• _REQUIREMENTS_: Duplicate every line of the items below verbatim, preserving their order and formatting.

(Region annotation entries)
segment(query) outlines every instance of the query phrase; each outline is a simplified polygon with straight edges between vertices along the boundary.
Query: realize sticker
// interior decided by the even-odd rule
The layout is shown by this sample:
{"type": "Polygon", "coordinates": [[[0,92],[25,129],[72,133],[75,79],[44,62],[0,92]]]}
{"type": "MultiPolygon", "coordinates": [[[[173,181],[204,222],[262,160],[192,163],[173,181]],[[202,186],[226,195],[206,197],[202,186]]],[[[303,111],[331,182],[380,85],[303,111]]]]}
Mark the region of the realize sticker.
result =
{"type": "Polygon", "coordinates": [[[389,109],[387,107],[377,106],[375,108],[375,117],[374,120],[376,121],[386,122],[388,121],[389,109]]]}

• _TASK SOLUTION_:
segment(query) outlines every instance of the query phrase; each outline is a simplified polygon with straight edges between vertices along the boundary.
Query: realize sticker
// interior decided by the even-odd rule
The layout is shown by this sample:
{"type": "Polygon", "coordinates": [[[0,92],[25,129],[72,133],[75,79],[44,62],[0,92]]]}
{"type": "MultiPolygon", "coordinates": [[[[173,181],[204,222],[262,160],[192,163],[173,181]],[[202,186],[226,195],[206,197],[202,186]]],[[[303,111],[331,182],[380,85],[303,111]]]]}
Mark the region of the realize sticker.
result =
{"type": "Polygon", "coordinates": [[[389,109],[387,107],[377,106],[375,108],[375,117],[374,120],[376,121],[386,122],[388,121],[389,109]]]}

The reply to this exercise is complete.